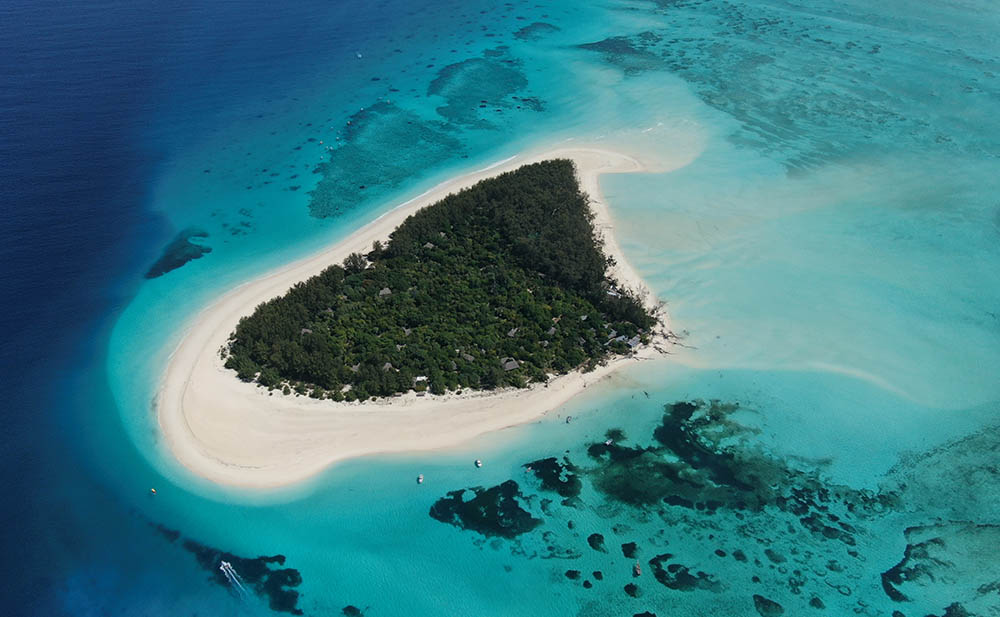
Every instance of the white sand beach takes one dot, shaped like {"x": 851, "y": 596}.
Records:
{"x": 238, "y": 434}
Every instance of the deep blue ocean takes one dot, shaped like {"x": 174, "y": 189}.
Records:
{"x": 826, "y": 240}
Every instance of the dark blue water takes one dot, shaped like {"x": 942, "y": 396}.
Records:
{"x": 92, "y": 98}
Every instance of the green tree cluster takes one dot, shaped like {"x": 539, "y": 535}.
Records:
{"x": 498, "y": 285}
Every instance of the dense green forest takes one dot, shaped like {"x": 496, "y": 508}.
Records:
{"x": 498, "y": 285}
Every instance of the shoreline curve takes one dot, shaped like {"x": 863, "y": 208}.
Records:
{"x": 236, "y": 434}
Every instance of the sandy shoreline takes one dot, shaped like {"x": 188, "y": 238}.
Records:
{"x": 234, "y": 433}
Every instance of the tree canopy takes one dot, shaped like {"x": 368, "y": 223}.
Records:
{"x": 498, "y": 285}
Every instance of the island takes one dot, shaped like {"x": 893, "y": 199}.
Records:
{"x": 249, "y": 433}
{"x": 502, "y": 284}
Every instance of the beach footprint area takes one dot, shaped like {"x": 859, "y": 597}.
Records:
{"x": 804, "y": 195}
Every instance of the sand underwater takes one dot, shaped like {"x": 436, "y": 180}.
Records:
{"x": 822, "y": 440}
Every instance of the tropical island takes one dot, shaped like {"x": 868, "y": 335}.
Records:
{"x": 244, "y": 433}
{"x": 501, "y": 284}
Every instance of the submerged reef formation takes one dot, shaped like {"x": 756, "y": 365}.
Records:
{"x": 261, "y": 574}
{"x": 702, "y": 507}
{"x": 479, "y": 93}
{"x": 708, "y": 42}
{"x": 179, "y": 251}
{"x": 493, "y": 512}
{"x": 358, "y": 164}
{"x": 953, "y": 560}
{"x": 535, "y": 31}
{"x": 476, "y": 84}
{"x": 501, "y": 284}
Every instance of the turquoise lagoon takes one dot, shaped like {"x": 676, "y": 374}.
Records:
{"x": 827, "y": 247}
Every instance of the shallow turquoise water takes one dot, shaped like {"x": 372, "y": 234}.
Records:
{"x": 829, "y": 252}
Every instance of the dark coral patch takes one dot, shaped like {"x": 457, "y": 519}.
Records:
{"x": 493, "y": 512}
{"x": 596, "y": 542}
{"x": 557, "y": 477}
{"x": 630, "y": 550}
{"x": 766, "y": 607}
{"x": 179, "y": 251}
{"x": 680, "y": 578}
{"x": 275, "y": 584}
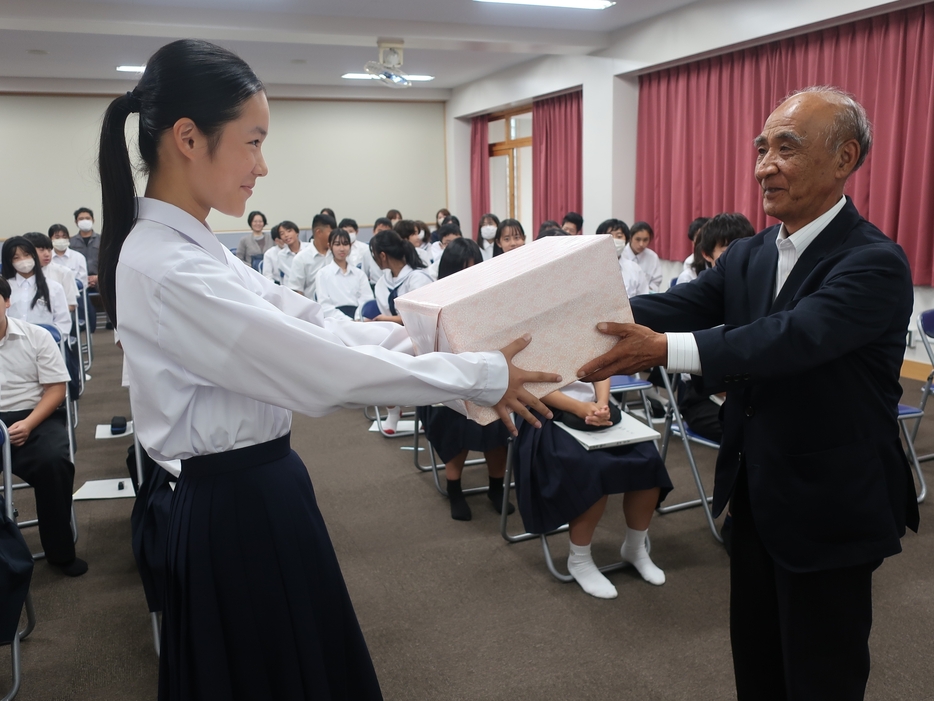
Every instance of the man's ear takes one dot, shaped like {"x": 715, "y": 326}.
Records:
{"x": 188, "y": 139}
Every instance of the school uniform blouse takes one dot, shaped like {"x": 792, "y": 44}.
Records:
{"x": 204, "y": 338}
{"x": 336, "y": 288}
{"x": 407, "y": 280}
{"x": 648, "y": 261}
{"x": 23, "y": 291}
{"x": 73, "y": 261}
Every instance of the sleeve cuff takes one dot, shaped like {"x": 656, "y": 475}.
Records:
{"x": 683, "y": 355}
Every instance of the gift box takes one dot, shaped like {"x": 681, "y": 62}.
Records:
{"x": 556, "y": 290}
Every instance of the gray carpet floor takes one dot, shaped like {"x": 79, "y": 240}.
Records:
{"x": 449, "y": 609}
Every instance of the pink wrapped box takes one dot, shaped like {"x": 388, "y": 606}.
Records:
{"x": 556, "y": 290}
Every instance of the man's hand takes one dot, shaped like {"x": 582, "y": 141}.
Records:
{"x": 639, "y": 348}
{"x": 517, "y": 398}
{"x": 19, "y": 432}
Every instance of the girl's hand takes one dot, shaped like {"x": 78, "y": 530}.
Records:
{"x": 517, "y": 398}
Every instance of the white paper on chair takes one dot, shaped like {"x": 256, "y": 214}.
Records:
{"x": 103, "y": 431}
{"x": 628, "y": 430}
{"x": 105, "y": 489}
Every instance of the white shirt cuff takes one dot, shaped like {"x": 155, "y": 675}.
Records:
{"x": 683, "y": 355}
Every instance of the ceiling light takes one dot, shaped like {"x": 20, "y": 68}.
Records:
{"x": 574, "y": 4}
{"x": 367, "y": 76}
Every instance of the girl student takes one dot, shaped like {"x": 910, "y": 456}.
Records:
{"x": 341, "y": 286}
{"x": 558, "y": 482}
{"x": 486, "y": 232}
{"x": 255, "y": 604}
{"x": 453, "y": 435}
{"x": 509, "y": 235}
{"x": 640, "y": 236}
{"x": 404, "y": 270}
{"x": 34, "y": 297}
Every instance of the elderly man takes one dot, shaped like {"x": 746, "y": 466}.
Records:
{"x": 811, "y": 311}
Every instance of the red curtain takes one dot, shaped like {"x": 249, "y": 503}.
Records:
{"x": 479, "y": 169}
{"x": 557, "y": 166}
{"x": 697, "y": 122}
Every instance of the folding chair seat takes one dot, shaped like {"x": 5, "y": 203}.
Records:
{"x": 10, "y": 514}
{"x": 676, "y": 426}
{"x": 508, "y": 484}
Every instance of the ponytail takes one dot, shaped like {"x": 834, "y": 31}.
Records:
{"x": 397, "y": 248}
{"x": 118, "y": 192}
{"x": 188, "y": 78}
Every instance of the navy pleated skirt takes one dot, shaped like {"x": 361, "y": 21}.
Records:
{"x": 451, "y": 433}
{"x": 557, "y": 480}
{"x": 256, "y": 607}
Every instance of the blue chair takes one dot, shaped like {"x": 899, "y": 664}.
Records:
{"x": 10, "y": 515}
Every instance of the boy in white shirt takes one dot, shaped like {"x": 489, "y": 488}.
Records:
{"x": 33, "y": 377}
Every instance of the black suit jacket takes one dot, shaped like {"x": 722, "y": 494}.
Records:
{"x": 812, "y": 383}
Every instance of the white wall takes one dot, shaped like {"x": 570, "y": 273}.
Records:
{"x": 358, "y": 158}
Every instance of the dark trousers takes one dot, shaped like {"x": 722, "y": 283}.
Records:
{"x": 44, "y": 463}
{"x": 795, "y": 636}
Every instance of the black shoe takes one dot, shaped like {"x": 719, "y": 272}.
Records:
{"x": 75, "y": 568}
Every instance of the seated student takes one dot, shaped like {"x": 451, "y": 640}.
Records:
{"x": 573, "y": 224}
{"x": 302, "y": 271}
{"x": 62, "y": 275}
{"x": 446, "y": 234}
{"x": 409, "y": 231}
{"x": 452, "y": 434}
{"x": 689, "y": 272}
{"x": 291, "y": 247}
{"x": 32, "y": 391}
{"x": 640, "y": 235}
{"x": 559, "y": 482}
{"x": 341, "y": 286}
{"x": 251, "y": 247}
{"x": 72, "y": 260}
{"x": 34, "y": 298}
{"x": 271, "y": 257}
{"x": 509, "y": 236}
{"x": 486, "y": 232}
{"x": 702, "y": 411}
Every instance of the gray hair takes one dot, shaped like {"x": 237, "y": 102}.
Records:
{"x": 850, "y": 122}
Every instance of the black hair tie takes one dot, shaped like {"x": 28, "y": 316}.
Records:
{"x": 133, "y": 101}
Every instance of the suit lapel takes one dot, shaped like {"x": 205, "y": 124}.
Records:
{"x": 762, "y": 270}
{"x": 825, "y": 242}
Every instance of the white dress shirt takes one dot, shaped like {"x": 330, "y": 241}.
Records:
{"x": 407, "y": 280}
{"x": 23, "y": 291}
{"x": 303, "y": 269}
{"x": 64, "y": 277}
{"x": 29, "y": 359}
{"x": 648, "y": 261}
{"x": 337, "y": 288}
{"x": 683, "y": 355}
{"x": 75, "y": 261}
{"x": 204, "y": 335}
{"x": 633, "y": 278}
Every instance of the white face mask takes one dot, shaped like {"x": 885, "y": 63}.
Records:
{"x": 24, "y": 266}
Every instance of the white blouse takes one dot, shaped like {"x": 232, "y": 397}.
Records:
{"x": 23, "y": 291}
{"x": 407, "y": 280}
{"x": 204, "y": 335}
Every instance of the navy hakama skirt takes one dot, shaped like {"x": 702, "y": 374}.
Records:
{"x": 256, "y": 607}
{"x": 557, "y": 480}
{"x": 451, "y": 432}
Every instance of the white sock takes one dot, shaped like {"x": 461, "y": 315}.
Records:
{"x": 392, "y": 421}
{"x": 634, "y": 552}
{"x": 582, "y": 568}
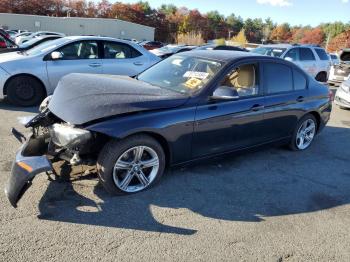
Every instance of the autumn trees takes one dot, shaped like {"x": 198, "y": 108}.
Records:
{"x": 171, "y": 21}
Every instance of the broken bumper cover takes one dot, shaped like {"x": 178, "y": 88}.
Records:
{"x": 24, "y": 169}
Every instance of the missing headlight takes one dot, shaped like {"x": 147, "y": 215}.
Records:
{"x": 64, "y": 135}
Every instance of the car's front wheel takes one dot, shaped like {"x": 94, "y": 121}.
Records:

**Problem to work on**
Please rewrite the data above, from the line containing "Every instance of the white blouse" through the last line, as a JSON list of strings with one string per line, leaving out blank lines and picture lines.

**Exercise answer**
[
  "Every instance of the white blouse takes one dot, shaped like {\"x\": 232, \"y\": 397}.",
  "Records:",
  "{\"x\": 23, \"y\": 291}",
  "{\"x\": 407, \"y\": 280}",
  "{\"x\": 204, \"y\": 335}",
  "Every instance of the navy hakama skirt takes one dot, shaped like {\"x\": 702, \"y\": 374}.",
  "Records:",
  "{\"x\": 256, \"y\": 607}",
  "{\"x\": 557, \"y\": 480}",
  "{\"x\": 451, \"y\": 432}",
  "Every instance of the white sock takes one dot, shaped like {\"x\": 461, \"y\": 315}.",
  "Records:",
  "{\"x\": 392, \"y\": 421}",
  "{\"x\": 634, \"y\": 552}",
  "{\"x\": 582, \"y\": 568}",
  "Every instance of the autumn trees takes one dot, shaped like {\"x\": 198, \"y\": 108}.",
  "Records:",
  "{\"x\": 171, \"y\": 21}",
  "Every instance of the broken bumper cover takes one dot, shaped like {\"x\": 178, \"y\": 88}.",
  "Records:",
  "{\"x\": 24, \"y\": 169}",
  "Every instance of the missing headlight takes one dot, shaped like {\"x\": 147, \"y\": 215}.",
  "Records:",
  "{\"x\": 64, \"y\": 135}",
  "Every instance of the car's front wheel takes one dot, shaped like {\"x\": 94, \"y\": 121}.",
  "Records:"
]